**Given task:**
Copy each of the items below word for word, leaving the pictures out of your copy.
____________________
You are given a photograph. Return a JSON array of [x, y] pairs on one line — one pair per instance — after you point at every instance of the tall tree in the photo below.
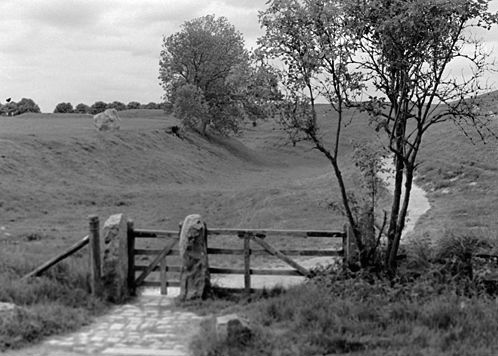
[[98, 107], [82, 108], [404, 49], [26, 105], [310, 40], [63, 108], [208, 54]]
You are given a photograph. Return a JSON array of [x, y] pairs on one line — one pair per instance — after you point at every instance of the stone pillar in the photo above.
[[114, 250], [194, 275]]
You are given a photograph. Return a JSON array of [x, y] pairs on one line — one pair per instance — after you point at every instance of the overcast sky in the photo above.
[[77, 51]]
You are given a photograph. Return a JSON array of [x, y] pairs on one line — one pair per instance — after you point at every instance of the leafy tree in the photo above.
[[314, 47], [26, 105], [82, 109], [133, 105], [407, 47], [98, 107], [63, 108], [119, 106], [150, 106], [208, 53], [404, 49]]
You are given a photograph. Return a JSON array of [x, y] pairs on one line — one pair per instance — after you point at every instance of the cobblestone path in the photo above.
[[150, 325]]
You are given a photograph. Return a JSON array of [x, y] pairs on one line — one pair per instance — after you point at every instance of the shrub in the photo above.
[[64, 108]]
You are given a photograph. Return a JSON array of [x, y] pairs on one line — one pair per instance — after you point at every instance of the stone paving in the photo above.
[[150, 325]]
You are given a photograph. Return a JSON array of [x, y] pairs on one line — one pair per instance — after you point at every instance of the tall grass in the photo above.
[[433, 307], [57, 302]]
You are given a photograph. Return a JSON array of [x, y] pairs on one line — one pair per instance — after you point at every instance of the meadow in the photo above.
[[56, 169]]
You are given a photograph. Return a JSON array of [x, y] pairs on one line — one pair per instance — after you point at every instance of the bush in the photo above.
[[133, 105], [26, 105], [119, 106], [82, 109], [98, 107], [64, 108]]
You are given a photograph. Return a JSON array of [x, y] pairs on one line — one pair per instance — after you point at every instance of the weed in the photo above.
[[57, 302]]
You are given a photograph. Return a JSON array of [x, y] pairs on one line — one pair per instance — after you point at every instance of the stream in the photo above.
[[419, 205]]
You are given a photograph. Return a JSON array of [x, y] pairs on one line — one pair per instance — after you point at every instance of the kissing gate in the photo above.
[[124, 257], [162, 254]]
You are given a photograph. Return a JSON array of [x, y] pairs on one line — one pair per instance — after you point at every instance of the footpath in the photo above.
[[149, 325]]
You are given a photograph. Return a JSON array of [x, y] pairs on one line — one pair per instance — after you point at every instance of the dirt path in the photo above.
[[149, 325]]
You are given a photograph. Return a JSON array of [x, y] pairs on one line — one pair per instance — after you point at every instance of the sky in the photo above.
[[83, 51]]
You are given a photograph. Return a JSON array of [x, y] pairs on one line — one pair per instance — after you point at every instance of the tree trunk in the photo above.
[[393, 252], [393, 222]]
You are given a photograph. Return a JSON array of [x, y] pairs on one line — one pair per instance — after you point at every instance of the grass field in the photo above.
[[56, 169]]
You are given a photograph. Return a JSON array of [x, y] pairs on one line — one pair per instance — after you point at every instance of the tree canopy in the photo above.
[[64, 108], [398, 53]]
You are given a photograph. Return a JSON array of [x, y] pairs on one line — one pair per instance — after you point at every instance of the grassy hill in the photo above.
[[56, 169]]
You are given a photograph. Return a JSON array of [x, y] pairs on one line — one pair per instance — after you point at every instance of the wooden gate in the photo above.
[[165, 260]]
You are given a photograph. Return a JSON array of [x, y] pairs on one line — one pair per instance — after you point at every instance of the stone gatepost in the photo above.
[[114, 260], [194, 276]]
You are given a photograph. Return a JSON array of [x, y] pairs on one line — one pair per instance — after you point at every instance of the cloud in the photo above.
[[66, 14]]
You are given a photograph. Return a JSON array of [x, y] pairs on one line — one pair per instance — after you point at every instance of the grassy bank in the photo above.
[[439, 304], [56, 303]]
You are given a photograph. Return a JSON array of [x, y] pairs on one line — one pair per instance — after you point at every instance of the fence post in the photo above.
[[163, 276], [95, 263], [131, 257], [349, 246], [247, 264]]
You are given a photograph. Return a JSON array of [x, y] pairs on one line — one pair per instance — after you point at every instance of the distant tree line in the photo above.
[[11, 108], [100, 106]]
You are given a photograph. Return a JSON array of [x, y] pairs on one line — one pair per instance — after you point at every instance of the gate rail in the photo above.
[[257, 236]]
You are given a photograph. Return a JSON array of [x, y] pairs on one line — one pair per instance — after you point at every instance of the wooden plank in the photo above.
[[154, 252], [157, 268], [278, 254], [145, 233], [163, 276], [71, 250], [247, 264], [260, 272], [240, 252], [239, 290], [158, 284], [131, 257], [324, 253], [155, 262], [283, 233], [95, 265]]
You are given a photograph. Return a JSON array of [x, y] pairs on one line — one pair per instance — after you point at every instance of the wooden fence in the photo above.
[[257, 236]]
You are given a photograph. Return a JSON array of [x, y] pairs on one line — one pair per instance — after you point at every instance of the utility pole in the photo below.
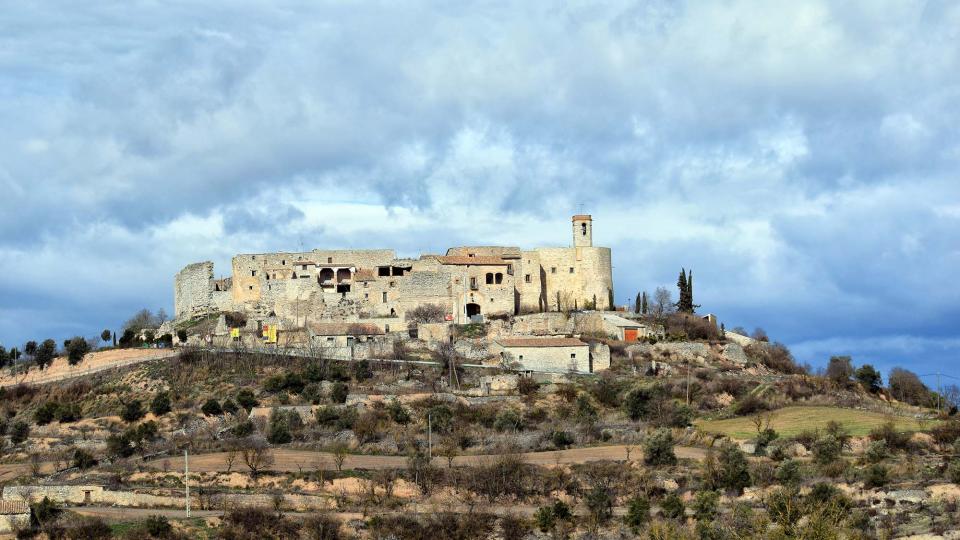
____________________
**Answer for the task:**
You are given a photograph. Return a JSON array of [x, y] pairs on one line — one pair per instance — after you point at every instance of the tall tree in the photo below.
[[98, 107], [82, 108], [404, 49], [26, 105], [310, 40], [63, 108], [208, 54]]
You are given a photograph. Return a JSON array of [x, y] pairs on one line — one pair per instance — after you point at every instance of the stone pillar in the photo above.
[[114, 250], [194, 275]]
You are given a photograph. Return a JSON array of [x, y] pairs on one line — one pair per instance — after you point at every instance of the overcast sky in the photo above.
[[77, 51]]
You are given a photograph. Return a JSON array of [x, y] pairs on one line — one pair per instance — after you point at every instance of the leafy tree in the photo above.
[[314, 47], [26, 105], [82, 109], [133, 105], [407, 47], [98, 107], [63, 108], [119, 106], [150, 106], [208, 53], [404, 49]]
You are given a photograph. Return a JSON array of [x, y] pairs on one line — one pair per instance — after you point at every instance of the cobblestone path in the photo above.
[[150, 325]]
You are given a photograph. Return a JSON array of [x, y] pairs on one line — one pair per instance — after you point at every instance of the shrub in the photo above.
[[64, 108]]
You are given a photograph. Return a JSON array of [x, y] pairs on one line — one pair per instance — after you point at every instance of the stone paving in the photo above.
[[150, 325]]
You are given a photograph. Return a JSON array of [x, y] pairs on one line — one pair per instance — after you point at every instance of the tall grass in the photo above.
[[433, 307], [57, 302]]
You are given a photograph. Return a JSON array of [x, y] pairs on one line — one pair per instance — after you point at every instance of the meadow in the photo above.
[[56, 169]]
You are given a photograph. Return a JSON array of [x, y] pairs on one line — one pair per instance — after you point at every instance of the bush in the photo above.
[[133, 105], [26, 105], [119, 106], [82, 109], [98, 107], [64, 108]]
You are given a photograph. Return a JSON array of [x, y] pairs on one line — one pair per instance — after you point at every instance of the weed in the photo above.
[[57, 302]]
You are given a photograph. Return a JSON array of [x, y] pairs on one line — one pair per instance — after you point at every instance of the stream in the photo above.
[[419, 205]]
You are given a photograph. Return a JSON array of [x, y] pairs on one line — one pair per instance — after you point at every instance of the kissing gate in the photo above.
[[124, 257], [162, 254]]
You are given a photograph. Return a JSON array of [x, y] pairs on one line — one pair per instance — after you point at every instance of the footpath in the photo above.
[[149, 325]]
You are given a photograph. Return a JSON array of [x, y] pairs on one line — one pair per instance — after you point at every instance of the dirt path in the photo above.
[[149, 325]]
You are given a photograph. Return a JSON array of [x, y] pairs on one line — one pair per instance — after you point at every instance of the sky in the photo above.
[[83, 51]]
You are given a photograph. Return a JSON array of [x, y] pairs on one line — one pair per instance — after you point at every instance of the tree trunk in the photo above.
[[393, 252], [393, 222]]
You are given a photograph. Return a JSON array of [x, y] pairs on one line — one pair per instance — after you point at every instance of the grass field in the photo above.
[[56, 169]]
You are given a photograph. Return a JSON array of [x, y] pairs on one line — one pair per instance — after you point at every instance of the tree canopy in the photo above.
[[64, 108], [398, 53]]
You are given a photograph. Return a JSON array of [x, y] pairs on one line — one pair per instance — after you point at every instance of the grassy hill in the photo above.
[[56, 169]]
You are given a photograph. Return a JSON array of [x, y] pairs on one line — one pair per instance — after you point at every instance of the wooden gate in the photo above.
[[165, 260]]
You are given a photograph. Return a JSON array of [x, y] pairs on one line — one pair per instance — after you point at every instance of the stone gatepost in the photo above.
[[114, 260], [194, 276]]
You are given a photograph. Return a JSON array of [x, y] pairs on one line — one pair per instance — after you point at every instance of the cloud in the photo above.
[[66, 14]]
You are given a photograph. Return a JSON array of [x, y] pairs on one line — one pair per instance — after you point at every instance of the grassy bank in the photo above.
[[439, 304], [56, 303]]
You are given a photograph. Return a JSON array of [x, y] pairs on one line — one pair per instance — after you point at every instance of the fence post in the photo above.
[[163, 276], [95, 263], [131, 257], [349, 246], [247, 264]]
You are given a photograph. Return a JSON array of [x, y] pairs on one line — one pair per instance — after you point at every instance of the distant tree line in the photo above.
[[11, 108], [100, 106]]
You are given a photograph. Return a JSON array of [x, y] pairs on one line — one pair per instance — after you point at every instance of the gate rail in the photo above.
[[257, 236]]
You are given a photograph. Return a JSON array of [x, y] pairs on one line — one pair per instance — after you point at every instance of the wooden plank in the photo above.
[[154, 252], [157, 268], [278, 254], [145, 233], [163, 276], [71, 250], [247, 264], [260, 272], [240, 252], [239, 290], [158, 284], [131, 257], [324, 253], [155, 262], [283, 233], [95, 265]]
You are given a photograph. Return a JSON array of [x, y] pairs on one line — one pair per instance — after you point at every instance of the wooden fence in the photo above.
[[257, 236]]
You are given a photograph. Return a JSON array of [x, y] pairs on one line — one pair per instance — after you point at every instance of the utility pole in the photo below.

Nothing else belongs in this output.